§ Given data
•••
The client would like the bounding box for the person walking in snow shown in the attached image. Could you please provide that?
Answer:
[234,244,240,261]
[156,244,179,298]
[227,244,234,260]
•••
§ Your goal
Write out all the material above again, the request included, and shift every box coordinate in the answers up by 29.

§ Task solution
The client would like the bounding box for the person walking in snow shown in the attached image. Could you please provide that?
Answer:
[263,273,269,290]
[185,273,208,327]
[256,273,263,289]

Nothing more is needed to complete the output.